Provided passage:
- - - - - - -

Boardwalk Empire (HBO) A shameless attempt to recapture HBO's glory days that actually works. It's no Deadwood or The Sopranos yet, but it has potential. Recommended for: Anybody with HBO.
Dexter (Showtime) It's Dexter. Still not even close to the highs of seasons 1+2. Recommended for: Existing Fans. Not worth dropping, not worth picking up.
Bored to Death (HBO) I like this show a lot but find it impossible to actually defend. Recommended for: Hipster Doofuses.
Venture Bros (Adult Swim) -Still hilarious, but probably impenetrable to new viewers. Worth starting from the beginning if the idea of an absurdly elaborate Johnny Quest parody amuses you. Recommended for: Existing Fans.
Monday
How I Met Your Mother (CBS) Sigh. I feel like a demographic traitor for watching a show on CBS at all, but this one is sometimes funny. The writing has dropped off dramatically but Jason Segel and Neil Patrick Harris are good actors and try to salvage it. Recommended For: Existing fans who don't care enough to cancel the DVR alert.
Note: I dropped Chuck and House this season, both because the writers ran out of ideas. Chuck is the same old shit, and every time they inch towards shaking things up they get terrified and run like timid kittens in mittens back towards the status quo. I don't regret watching it but three seasons was plenty.
Tuesday
Glee (FOX) Schizophrenic as ever, but it hasn't flamed out yet. I'd be lying if I said I watched this regularly but if I'm bored and it's on, there's generally enough shiny things and flashing lights and Jane Lynch to keep me entertained. Recommended For: Existing Fans, people who love Autotuned covers of awful songs.
Raising Hope (FOX) Baby Danger! The baby is in danger! Hilarious! Actually this show found its footing, and while not great, you could do a lot worse for network comedies. Recommended For: People who think white trash is funny
Running Wilde (FOX) Sigh. I'll let writer and Arrested Development creator Mitch Hurwitz handle this one: "I wanted to have the money to send my kids to a nice school". Perversely I'm still watching this. Recommended For: Nobody, sadly
Sons of Anarchy (FX) Also a sigh. Season two was fantastic and easily took a place in the cable drama pantheon... right up until the last five minutes, when it ended with a shocking but utterly nonsensical cliffhanger. Six episodes in, the cliffhanger has only gotten dumber and resolution is nowhere in sight. Recommended For: Nobody, but go watch Seasons 1+2 on bluray.

- - - - - - -

What this exercise asks:
a) According to the TV roundup, which two shows did the writer drop this season?
b) Change "timid kittens" to "frightened rabbits" in the TV roundup and write out the text from "Note: I dropped" up to and including "seasons was plenty.".
The items after the TV roundup aren't needed.

Data excerpts:
- - - - - - -

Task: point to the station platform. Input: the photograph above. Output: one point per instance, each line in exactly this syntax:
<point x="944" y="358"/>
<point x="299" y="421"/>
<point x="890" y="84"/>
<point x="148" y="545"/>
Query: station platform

- - - - - - -

Results in order:
a) Chuck and House.

b)
Note: I dropped Chuck and House this season, both because the writers ran out of ideas. Chuck is the same old shit, and every time they inch towards shaking things up they get terrified and run like frightened rabbits in mittens back towards the status quo. I don't regret watching it but three seasons was plenty.